PROVIDED MATERIAL
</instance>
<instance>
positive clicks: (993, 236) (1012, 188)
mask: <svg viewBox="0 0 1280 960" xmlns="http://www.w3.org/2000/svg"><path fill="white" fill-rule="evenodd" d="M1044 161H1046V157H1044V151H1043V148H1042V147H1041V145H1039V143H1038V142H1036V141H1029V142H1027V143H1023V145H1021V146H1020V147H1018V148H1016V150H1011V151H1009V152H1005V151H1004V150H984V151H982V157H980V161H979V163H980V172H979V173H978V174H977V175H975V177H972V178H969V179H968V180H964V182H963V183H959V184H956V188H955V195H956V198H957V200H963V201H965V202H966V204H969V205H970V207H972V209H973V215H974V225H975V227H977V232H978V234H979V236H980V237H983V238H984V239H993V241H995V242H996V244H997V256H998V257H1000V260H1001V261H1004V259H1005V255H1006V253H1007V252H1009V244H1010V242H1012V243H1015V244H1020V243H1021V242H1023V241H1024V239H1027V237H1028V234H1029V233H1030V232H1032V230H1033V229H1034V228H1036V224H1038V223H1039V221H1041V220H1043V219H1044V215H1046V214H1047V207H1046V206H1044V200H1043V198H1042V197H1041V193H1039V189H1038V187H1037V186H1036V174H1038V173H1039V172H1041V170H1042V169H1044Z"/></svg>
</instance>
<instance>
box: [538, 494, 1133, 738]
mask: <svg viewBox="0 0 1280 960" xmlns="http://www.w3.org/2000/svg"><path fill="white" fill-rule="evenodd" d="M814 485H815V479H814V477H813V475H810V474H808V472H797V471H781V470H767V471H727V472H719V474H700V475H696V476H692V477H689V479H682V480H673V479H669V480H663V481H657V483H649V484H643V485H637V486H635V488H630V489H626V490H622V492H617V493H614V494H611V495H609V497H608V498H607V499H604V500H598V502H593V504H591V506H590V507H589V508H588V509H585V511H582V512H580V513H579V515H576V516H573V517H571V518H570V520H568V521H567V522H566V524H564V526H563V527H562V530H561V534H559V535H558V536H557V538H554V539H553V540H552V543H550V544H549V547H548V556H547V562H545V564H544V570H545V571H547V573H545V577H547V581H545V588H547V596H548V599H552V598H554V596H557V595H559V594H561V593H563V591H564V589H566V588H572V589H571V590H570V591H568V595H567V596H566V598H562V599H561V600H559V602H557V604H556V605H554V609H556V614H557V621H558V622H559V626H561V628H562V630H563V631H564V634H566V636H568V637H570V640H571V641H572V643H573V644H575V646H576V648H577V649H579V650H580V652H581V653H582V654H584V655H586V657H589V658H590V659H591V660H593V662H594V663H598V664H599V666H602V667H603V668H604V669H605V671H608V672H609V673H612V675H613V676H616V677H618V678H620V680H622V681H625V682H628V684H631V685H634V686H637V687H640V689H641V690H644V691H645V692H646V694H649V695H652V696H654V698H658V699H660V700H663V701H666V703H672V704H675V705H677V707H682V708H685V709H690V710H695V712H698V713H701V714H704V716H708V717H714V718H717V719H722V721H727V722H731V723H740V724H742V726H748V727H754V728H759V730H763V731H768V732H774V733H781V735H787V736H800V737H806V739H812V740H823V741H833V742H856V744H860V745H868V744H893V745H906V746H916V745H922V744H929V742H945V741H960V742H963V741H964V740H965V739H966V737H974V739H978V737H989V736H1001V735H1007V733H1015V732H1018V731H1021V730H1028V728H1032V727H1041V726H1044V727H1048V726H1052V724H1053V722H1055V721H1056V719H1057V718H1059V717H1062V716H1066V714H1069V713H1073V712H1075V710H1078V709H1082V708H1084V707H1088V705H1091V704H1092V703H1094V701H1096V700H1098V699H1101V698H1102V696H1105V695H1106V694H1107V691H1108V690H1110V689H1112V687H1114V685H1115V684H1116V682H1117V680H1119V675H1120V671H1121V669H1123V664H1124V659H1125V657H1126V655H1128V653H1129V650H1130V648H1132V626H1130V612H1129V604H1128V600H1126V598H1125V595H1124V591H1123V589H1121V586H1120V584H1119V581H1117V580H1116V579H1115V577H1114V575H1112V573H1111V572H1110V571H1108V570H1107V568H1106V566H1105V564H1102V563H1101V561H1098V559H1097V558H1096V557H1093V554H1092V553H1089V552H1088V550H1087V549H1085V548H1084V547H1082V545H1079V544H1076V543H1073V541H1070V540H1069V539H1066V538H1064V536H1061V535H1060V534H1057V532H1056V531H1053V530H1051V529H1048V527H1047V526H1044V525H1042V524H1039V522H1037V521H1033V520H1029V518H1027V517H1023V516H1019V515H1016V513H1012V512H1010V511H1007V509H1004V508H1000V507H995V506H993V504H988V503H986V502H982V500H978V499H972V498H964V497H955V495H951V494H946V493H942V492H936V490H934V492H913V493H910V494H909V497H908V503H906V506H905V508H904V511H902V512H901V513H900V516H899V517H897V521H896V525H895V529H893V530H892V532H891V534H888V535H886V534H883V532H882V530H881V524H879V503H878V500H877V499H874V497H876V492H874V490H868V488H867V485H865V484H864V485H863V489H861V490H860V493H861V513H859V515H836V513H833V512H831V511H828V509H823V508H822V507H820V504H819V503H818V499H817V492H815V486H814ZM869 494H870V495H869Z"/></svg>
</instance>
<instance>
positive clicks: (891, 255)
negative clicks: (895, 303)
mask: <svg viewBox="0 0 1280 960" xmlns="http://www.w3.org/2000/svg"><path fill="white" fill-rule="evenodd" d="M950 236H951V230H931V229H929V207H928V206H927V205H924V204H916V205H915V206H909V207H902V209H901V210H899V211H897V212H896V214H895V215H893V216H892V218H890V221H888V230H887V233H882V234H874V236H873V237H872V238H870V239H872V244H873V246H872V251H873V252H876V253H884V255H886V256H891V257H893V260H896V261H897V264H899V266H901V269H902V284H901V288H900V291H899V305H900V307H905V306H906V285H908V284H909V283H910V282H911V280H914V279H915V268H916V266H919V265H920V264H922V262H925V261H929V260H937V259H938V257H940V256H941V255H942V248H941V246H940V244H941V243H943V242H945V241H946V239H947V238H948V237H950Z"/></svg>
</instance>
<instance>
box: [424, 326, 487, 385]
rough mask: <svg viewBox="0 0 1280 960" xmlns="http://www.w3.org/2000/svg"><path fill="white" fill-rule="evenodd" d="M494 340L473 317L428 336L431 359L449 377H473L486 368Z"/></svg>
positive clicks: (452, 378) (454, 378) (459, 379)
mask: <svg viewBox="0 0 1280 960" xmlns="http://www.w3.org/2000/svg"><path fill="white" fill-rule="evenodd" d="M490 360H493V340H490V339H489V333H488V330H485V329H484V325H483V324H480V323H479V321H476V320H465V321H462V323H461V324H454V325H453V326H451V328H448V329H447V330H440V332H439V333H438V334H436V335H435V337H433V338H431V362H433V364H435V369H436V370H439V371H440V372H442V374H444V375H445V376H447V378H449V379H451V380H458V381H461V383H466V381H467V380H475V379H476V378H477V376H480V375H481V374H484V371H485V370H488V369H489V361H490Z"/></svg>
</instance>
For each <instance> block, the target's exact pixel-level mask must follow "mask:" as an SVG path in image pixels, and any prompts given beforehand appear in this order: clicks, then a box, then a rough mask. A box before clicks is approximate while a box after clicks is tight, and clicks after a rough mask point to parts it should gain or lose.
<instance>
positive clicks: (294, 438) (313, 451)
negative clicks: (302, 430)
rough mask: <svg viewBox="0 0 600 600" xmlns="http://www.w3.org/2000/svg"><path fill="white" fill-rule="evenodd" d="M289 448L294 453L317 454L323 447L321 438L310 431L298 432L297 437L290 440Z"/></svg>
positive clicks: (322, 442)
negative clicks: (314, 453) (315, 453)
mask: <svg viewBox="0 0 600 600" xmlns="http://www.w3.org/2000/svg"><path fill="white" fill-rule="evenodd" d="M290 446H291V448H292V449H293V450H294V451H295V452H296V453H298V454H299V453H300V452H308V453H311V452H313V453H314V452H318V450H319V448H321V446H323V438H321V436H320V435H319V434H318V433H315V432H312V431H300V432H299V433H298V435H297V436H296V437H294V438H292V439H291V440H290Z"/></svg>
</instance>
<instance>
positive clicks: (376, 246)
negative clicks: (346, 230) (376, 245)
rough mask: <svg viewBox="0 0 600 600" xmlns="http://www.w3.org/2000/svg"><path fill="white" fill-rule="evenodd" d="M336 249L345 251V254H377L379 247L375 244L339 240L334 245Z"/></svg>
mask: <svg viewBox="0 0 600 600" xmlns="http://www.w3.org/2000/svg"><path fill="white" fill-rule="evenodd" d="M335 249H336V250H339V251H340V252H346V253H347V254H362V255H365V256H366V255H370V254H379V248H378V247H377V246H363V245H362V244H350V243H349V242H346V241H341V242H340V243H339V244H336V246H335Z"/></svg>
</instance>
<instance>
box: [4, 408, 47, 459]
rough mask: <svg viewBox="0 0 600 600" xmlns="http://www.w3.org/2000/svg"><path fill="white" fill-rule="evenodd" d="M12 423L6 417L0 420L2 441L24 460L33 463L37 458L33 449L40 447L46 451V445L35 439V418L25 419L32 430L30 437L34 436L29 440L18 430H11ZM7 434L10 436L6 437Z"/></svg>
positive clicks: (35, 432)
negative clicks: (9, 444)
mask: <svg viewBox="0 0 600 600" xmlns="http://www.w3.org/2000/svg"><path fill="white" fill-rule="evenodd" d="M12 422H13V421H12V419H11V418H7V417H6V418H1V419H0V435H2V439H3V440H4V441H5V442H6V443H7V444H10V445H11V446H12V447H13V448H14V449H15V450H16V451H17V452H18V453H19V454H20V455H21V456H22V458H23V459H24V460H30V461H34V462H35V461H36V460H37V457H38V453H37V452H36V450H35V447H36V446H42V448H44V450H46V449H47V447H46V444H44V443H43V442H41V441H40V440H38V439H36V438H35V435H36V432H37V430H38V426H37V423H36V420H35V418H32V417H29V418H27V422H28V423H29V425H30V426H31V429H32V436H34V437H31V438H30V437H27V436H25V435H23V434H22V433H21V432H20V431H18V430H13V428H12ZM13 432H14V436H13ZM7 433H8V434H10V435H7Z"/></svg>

ACTION ITEM
Render everything from the start of the records above down to and including the line containing "positive clicks: (993, 236) (1012, 188)" as a numbered list, leaving out any blank lines.

FINAL ANSWER
1. </instance>
2. <instance>
3. positive clicks: (993, 236) (1012, 188)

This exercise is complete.